**READING PASSAGE:**
-*-

The free man owns himself. He can damage himself with either eating or drinking....... If he does he is certainly a damn fool, and he might possibly be a damned soul; but if he may not, he is not a free man any more than a dog.
sjbob
on 1/30/08 3:10 pm - Willingboro, NJ

You sound like you might be depressed.  Don't get scared!  It's just an illness and it may only be a temporary condition.  I'd suggest that you see your primary doc and have him give you a prescription for a mild antidepressant.  If you are just in a slump, you'll probably only take them for a couple months and be weaned off of them. I know that I sound like a broken record in giving this advice to many of the men here.  There's nothing wrong with having a temporay mental illness.  Our society would be much better off if people would treat this common ailment the way they treat high BP or blood sugar problems. There's a paperback book called Feeling Good--The New Mood Therapy which is about 20 years old and has a reliable test you can self-administer to determine how depressed you are.  Put your answers on a separate sheet and not in the book so you can use it again if necessary.  You might even be able to find a copy in your library.  It works good for the person who doesn't get depressed often.  Plus, the book has many strategies for combatting depression.  One that used to work for me was to take a simple stroke counter (you just click a button to add a stroke to your count) and count your negative thoughts in a day.  Write the number of negative thoughts down at the end of the day and repeat the process for several days.  I usually stopped having any negative thoughts after just a few days.  That was way back when I was only occasionally mildly depressed. Now, I'm full blown bi-polar and have been dealing with the patient's side of treatment for depression for about 27 years now.  I've been retired due to bi-polar disease since July, 1992.  Yeah, I know, I gave too much info.

-*-

**DATA FOR REVIEW:**
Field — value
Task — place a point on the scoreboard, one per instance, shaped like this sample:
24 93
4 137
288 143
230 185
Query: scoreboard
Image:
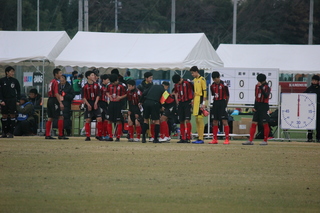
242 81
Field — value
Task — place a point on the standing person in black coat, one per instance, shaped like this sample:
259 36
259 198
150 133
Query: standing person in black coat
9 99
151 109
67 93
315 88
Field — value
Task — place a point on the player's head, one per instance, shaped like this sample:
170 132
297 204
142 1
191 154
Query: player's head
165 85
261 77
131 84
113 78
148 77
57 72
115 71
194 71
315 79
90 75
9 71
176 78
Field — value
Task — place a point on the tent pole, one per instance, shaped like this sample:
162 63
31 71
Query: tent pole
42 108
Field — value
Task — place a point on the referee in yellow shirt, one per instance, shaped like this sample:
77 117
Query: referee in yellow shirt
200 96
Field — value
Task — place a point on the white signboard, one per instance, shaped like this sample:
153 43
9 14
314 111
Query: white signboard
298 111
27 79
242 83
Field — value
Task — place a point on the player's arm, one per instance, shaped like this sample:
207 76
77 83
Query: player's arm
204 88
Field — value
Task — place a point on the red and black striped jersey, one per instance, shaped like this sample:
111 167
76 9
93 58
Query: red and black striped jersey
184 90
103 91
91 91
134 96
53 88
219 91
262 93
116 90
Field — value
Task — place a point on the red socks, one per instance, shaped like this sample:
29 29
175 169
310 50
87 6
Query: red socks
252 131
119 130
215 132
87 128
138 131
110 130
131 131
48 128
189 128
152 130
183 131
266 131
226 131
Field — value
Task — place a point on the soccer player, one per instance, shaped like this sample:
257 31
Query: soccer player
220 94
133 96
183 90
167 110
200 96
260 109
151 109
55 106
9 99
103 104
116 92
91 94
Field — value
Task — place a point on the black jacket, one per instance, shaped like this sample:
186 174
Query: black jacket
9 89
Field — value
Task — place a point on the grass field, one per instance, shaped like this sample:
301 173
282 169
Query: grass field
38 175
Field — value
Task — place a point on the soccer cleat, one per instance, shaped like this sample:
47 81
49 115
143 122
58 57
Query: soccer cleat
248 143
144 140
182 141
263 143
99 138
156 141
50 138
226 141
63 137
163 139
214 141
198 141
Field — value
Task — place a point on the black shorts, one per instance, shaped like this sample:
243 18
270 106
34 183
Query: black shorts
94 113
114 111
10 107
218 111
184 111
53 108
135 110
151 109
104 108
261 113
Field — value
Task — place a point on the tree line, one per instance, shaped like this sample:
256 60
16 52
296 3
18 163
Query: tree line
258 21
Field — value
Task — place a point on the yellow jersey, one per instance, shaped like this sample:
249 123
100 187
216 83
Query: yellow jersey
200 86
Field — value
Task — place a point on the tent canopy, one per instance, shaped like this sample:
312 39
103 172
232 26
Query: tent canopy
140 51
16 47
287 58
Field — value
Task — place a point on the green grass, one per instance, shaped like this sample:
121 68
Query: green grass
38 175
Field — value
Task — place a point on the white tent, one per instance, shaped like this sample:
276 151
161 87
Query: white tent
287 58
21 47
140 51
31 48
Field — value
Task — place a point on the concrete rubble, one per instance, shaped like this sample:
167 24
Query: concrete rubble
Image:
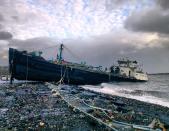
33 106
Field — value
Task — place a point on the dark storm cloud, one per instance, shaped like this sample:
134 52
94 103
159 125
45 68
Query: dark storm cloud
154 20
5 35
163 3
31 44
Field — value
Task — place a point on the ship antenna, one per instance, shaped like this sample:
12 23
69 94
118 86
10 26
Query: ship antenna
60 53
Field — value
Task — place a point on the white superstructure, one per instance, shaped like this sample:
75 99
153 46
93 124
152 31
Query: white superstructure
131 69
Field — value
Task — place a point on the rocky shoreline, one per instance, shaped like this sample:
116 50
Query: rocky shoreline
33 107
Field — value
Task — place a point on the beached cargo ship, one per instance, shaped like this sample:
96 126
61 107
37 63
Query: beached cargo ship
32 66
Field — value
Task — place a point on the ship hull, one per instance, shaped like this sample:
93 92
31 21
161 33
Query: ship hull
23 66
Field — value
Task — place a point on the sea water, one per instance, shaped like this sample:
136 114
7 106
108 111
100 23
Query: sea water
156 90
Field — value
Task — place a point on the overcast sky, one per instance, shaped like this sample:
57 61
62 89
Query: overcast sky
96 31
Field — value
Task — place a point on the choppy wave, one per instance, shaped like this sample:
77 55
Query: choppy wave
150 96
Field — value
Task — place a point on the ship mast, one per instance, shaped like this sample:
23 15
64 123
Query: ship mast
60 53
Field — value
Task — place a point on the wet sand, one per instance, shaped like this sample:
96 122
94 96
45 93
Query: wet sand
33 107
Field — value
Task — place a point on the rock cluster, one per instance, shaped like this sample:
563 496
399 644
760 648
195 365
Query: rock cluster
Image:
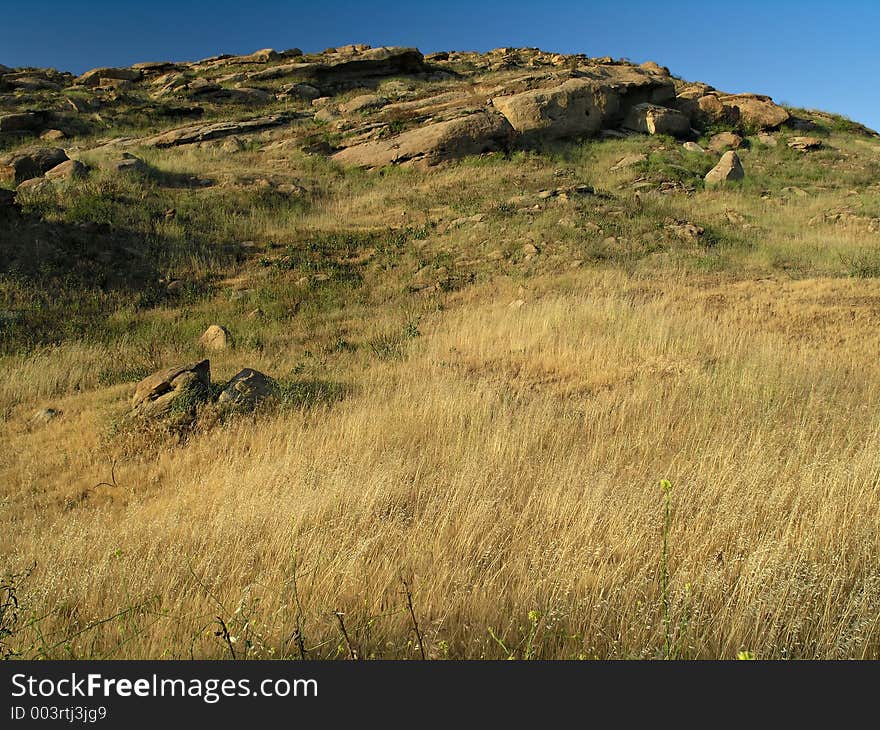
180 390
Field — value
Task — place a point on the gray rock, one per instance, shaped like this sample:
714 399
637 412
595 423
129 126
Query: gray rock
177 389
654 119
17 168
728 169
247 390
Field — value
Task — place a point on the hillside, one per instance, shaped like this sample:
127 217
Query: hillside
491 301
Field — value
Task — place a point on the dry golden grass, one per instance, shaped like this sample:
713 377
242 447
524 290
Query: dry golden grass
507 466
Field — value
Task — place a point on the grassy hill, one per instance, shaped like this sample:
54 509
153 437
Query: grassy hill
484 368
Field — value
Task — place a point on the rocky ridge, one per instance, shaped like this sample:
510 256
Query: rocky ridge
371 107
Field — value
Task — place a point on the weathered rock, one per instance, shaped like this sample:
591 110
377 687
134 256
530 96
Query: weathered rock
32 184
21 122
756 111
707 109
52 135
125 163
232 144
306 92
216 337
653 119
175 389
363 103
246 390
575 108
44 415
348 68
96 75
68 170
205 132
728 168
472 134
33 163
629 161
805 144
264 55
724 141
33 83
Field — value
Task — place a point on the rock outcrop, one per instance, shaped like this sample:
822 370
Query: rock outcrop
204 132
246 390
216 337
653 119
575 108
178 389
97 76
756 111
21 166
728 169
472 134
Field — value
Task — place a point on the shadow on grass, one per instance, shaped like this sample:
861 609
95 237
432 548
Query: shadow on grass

-*-

**TASKS TO CARRY OUT:**
1. Summarize the forum post about depression in two sentences.
2. In the forum post about depression, what is the title of the paperback book the writer recommends?

**SOLUTIONS BELOW:**
1. The writer suggests the reader may be depressed and should see a primary doctor about a mild antidepressant, adding that a temporary mental illness is nothing wrong and that society should treat it like high blood pressure or blood sugar problems. The writer recommends the book Feeling Good--The New Mood Therapy for its self-test and strategies, such as counting negative thoughts with a stroke counter, and mentions having been bipolar and retired because of it since July 1992.

2. Feeling Good--The New Mood Therapy.